What the exercise asks
Reproduce, exactly and in full, the records that follow, minus any pictures.
***
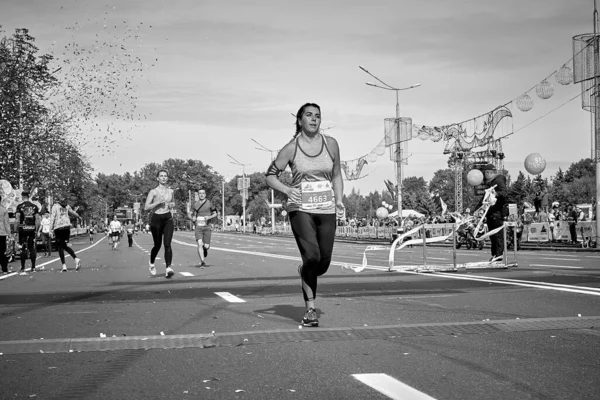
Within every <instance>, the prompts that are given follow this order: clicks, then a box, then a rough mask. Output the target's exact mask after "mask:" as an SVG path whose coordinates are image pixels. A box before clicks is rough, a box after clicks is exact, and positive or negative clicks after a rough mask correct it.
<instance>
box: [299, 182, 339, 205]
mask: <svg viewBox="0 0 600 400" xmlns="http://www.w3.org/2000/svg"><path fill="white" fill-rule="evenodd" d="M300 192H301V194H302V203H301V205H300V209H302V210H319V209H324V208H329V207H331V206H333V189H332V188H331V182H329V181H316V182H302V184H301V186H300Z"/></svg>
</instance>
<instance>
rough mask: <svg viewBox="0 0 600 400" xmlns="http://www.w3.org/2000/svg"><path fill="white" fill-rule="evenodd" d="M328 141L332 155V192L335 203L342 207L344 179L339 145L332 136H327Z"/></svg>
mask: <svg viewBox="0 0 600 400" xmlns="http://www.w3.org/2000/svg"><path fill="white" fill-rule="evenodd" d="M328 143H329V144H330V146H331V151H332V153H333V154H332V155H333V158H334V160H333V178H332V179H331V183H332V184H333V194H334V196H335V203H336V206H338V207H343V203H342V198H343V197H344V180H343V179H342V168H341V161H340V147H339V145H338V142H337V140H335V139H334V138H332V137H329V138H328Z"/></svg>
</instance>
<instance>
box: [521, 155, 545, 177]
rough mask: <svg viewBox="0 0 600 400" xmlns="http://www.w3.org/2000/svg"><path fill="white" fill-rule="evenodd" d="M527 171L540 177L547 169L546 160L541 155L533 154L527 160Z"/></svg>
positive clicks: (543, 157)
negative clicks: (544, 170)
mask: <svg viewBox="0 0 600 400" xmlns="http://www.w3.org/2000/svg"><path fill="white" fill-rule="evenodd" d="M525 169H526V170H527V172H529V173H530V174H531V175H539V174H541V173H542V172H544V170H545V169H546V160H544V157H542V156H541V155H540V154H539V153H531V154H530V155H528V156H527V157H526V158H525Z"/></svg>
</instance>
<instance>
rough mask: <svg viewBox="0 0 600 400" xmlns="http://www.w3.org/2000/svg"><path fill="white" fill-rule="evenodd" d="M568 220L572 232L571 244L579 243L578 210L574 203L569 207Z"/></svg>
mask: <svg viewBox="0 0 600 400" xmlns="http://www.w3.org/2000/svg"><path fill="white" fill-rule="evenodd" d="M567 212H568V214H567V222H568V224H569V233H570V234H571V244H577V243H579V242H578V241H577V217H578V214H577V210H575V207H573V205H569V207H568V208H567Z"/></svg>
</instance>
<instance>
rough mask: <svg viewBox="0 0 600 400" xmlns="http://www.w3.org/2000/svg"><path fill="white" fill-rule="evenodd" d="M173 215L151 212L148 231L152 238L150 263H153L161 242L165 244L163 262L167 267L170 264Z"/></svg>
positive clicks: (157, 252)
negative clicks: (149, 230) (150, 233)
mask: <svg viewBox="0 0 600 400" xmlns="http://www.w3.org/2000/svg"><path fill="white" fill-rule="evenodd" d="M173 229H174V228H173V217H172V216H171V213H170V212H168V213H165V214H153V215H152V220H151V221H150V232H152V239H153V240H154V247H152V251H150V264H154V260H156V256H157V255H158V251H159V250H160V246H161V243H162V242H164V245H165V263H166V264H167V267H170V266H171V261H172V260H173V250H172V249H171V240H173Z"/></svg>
***
Result of this task
Within every <instance>, the prompts that are given follow this order: clicks, then a box, then a rough mask. Output the target's exact mask after "mask:" as an SVG path whose coordinates are image pixels. A box before clicks is rough, a box after clicks is exact, and positive or negative clicks after a rough mask correct it.
<instance>
box: [299, 182, 339, 205]
mask: <svg viewBox="0 0 600 400" xmlns="http://www.w3.org/2000/svg"><path fill="white" fill-rule="evenodd" d="M300 192H301V194H302V203H301V205H300V209H302V210H319V209H324V208H329V207H331V206H333V189H332V188H331V182H329V181H316V182H302V184H301V186H300Z"/></svg>
</instance>
<instance>
rough mask: <svg viewBox="0 0 600 400" xmlns="http://www.w3.org/2000/svg"><path fill="white" fill-rule="evenodd" d="M328 141L332 155V192L335 203L342 207L344 179L339 145L332 136H327Z"/></svg>
mask: <svg viewBox="0 0 600 400" xmlns="http://www.w3.org/2000/svg"><path fill="white" fill-rule="evenodd" d="M328 143H329V144H330V146H331V151H332V153H333V154H332V155H333V158H334V160H333V178H332V179H331V183H332V184H333V194H334V196H335V203H336V206H338V207H343V203H342V198H343V197H344V180H343V179H342V168H341V161H340V147H339V145H338V142H337V140H335V139H334V138H332V137H329V138H328Z"/></svg>
</instance>
<instance>
box: [521, 155, 545, 177]
rough mask: <svg viewBox="0 0 600 400" xmlns="http://www.w3.org/2000/svg"><path fill="white" fill-rule="evenodd" d="M527 171L540 177L547 169L546 160L541 155L533 154L527 160Z"/></svg>
positive clicks: (543, 157)
negative clicks: (544, 170)
mask: <svg viewBox="0 0 600 400" xmlns="http://www.w3.org/2000/svg"><path fill="white" fill-rule="evenodd" d="M525 169H526V170H527V172H529V173H530V174H531V175H539V174H541V173H542V172H544V170H545V169H546V160H544V157H542V156H541V155H540V154H539V153H531V154H530V155H528V156H527V157H526V158H525Z"/></svg>
</instance>
<instance>
rough mask: <svg viewBox="0 0 600 400" xmlns="http://www.w3.org/2000/svg"><path fill="white" fill-rule="evenodd" d="M568 220L572 232L571 244L579 243L578 210L574 203L569 207Z"/></svg>
mask: <svg viewBox="0 0 600 400" xmlns="http://www.w3.org/2000/svg"><path fill="white" fill-rule="evenodd" d="M567 212H568V214H567V222H568V224H569V233H570V234H571V244H577V243H579V242H578V241H577V217H578V214H577V210H575V207H573V205H569V207H568V208H567Z"/></svg>
</instance>
<instance>
rough mask: <svg viewBox="0 0 600 400" xmlns="http://www.w3.org/2000/svg"><path fill="white" fill-rule="evenodd" d="M173 215L151 212L148 231L152 238L150 263H153L161 242L165 244L163 262L167 267L170 264Z"/></svg>
positive clicks: (157, 252)
negative clicks: (149, 230) (150, 233)
mask: <svg viewBox="0 0 600 400" xmlns="http://www.w3.org/2000/svg"><path fill="white" fill-rule="evenodd" d="M173 229H174V228H173V217H172V216H171V213H170V212H168V213H165V214H153V215H152V220H151V221H150V232H152V239H153V240H154V247H152V251H150V264H154V260H156V256H157V255H158V251H159V250H160V246H161V243H162V242H164V245H165V263H166V264H167V267H170V266H171V261H172V260H173V250H172V249H171V240H173Z"/></svg>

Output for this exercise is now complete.